§ Direction: What do the lines say from the one containing "For the evaluation set, spot each instance of the dashed" to the end of the records? Restate them word for word, and only those.

+++ Provided records +++

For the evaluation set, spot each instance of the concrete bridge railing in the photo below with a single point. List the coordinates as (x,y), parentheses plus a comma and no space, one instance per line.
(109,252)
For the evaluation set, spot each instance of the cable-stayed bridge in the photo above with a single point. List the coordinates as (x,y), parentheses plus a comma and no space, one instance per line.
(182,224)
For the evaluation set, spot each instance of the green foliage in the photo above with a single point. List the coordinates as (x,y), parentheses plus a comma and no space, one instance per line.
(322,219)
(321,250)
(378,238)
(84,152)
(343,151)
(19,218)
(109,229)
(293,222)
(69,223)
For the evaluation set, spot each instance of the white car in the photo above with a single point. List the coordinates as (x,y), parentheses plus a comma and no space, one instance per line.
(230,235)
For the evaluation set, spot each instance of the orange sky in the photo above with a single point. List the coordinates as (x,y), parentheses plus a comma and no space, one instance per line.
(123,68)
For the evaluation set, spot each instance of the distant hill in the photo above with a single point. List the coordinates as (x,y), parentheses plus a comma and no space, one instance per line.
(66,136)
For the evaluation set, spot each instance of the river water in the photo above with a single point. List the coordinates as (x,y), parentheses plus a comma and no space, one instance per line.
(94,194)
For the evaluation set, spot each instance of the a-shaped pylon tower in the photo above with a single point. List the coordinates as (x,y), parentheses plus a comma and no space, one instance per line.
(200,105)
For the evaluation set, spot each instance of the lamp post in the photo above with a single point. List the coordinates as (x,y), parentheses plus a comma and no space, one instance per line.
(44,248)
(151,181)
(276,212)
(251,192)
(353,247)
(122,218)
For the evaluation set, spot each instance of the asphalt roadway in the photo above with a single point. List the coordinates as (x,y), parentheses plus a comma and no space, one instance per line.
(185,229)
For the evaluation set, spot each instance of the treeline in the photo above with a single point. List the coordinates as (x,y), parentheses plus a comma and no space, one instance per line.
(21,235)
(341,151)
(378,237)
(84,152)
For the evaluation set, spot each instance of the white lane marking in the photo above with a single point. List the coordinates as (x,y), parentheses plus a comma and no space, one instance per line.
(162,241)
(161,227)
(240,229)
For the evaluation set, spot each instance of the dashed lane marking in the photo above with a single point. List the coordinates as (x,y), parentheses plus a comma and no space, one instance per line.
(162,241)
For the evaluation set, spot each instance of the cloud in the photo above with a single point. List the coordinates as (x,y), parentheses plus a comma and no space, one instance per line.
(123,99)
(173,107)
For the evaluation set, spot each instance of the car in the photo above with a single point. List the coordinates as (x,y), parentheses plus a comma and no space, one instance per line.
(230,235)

+++

§ Exercise result:
For the evaluation set, spot each instance of the dashed lane marking in the photo above with a single point. List the coordinates as (x,y), parentheses plus a comma and no space, one instance per line.
(162,241)
For the evaluation set, spot each instance of the cloud in the photo above with a single point. List the coordinates as (x,y), parentheses plus a comma and no space, one instance per line.
(123,99)
(173,107)
For the evaluation set, spot each instance of the car in the photo above with a single point. List the coordinates as (x,y), parentheses plus a comma and no space, one instance per line.
(230,235)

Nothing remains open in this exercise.